# Strang lump formed on blue rams head. Help ID please!



## guppybreeder! (Sep 22, 2007)

Can't get a pic to load right now but it looks like the fish got hit in the head and has a "goose egg" there is no change in natural coloring but the lump is about the size of her eye right on top of her head in the middle.


----------



## platies pwn (Nov 29, 2010)

Either:A tumor
Or:a wart


----------



## bmlbytes (Aug 1, 2009)

How quickly did it form?


----------



## guppybreeder! (Sep 22, 2007)

Just noticed it tonight and I know it wasn't there kn Saturday. I don't recall seeing it early morning yesterday either. So sometime between yesterday morning and tonight.


----------



## bmlbytes (Aug 1, 2009)

Is he eating and acting normally?

You might want to start on some anti-bacterial medication. Lumps can often be infected injuries.


----------



## guppybreeder! (Sep 22, 2007)

http://www.wetwebmedia.com/CichlidPIX/rampm.JPG this is a link that has a picture that looks exactly what mine has. Think I'm just gunna wait it out and monitor it. Thanks for the help.


----------



## Betta man (Mar 25, 2011)

My "brother's" (yes loha, I did it because of you) ram had one like that, but it was smaller. He left it alone and it healed. It was on the mouth though...


----------

Stored data entries:
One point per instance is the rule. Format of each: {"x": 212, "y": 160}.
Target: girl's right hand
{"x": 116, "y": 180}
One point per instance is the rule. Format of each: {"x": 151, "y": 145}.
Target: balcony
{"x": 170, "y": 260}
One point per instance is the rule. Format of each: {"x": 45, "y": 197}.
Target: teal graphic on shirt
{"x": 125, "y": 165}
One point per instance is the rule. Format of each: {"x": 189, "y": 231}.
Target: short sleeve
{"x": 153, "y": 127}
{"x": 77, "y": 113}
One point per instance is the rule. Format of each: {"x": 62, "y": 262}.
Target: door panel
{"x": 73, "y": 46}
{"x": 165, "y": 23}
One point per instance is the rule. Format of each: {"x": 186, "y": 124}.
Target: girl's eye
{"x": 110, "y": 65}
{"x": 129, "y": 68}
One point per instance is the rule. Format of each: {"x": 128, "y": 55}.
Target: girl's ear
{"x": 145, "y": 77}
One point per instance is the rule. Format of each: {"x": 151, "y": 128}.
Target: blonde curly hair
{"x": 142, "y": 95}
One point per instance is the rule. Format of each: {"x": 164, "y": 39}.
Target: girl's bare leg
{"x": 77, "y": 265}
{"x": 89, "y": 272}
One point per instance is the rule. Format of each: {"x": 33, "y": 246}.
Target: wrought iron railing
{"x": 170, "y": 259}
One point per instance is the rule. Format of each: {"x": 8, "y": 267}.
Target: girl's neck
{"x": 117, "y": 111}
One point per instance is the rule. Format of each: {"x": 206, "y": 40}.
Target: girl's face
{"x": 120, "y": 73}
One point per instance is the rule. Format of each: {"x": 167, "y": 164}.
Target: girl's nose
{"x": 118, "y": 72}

-- TASK DESCRIPTION --
Please reproduce the part of the blue ram thread that begins at the words "http://www.wetwebmedia.com/CichlidPIX/rampm.JPG this is" and stops after the words "the mouth though...". The records have no connection to the forum thread about the lump on the blue ram's head.

-- YOUR SOLUTION --
http://www.wetwebmedia.com/CichlidPIX/rampm.JPG this is a link that has a picture that looks exactly what mine has. Think I'm just gunna wait it out and monitor it. Thanks for the help.


----------



## Betta man (Mar 25, 2011)

My "brother's" (yes loha, I did it because of you) ram had one like that, but it was smaller. He left it alone and it healed. It was on the mouth though...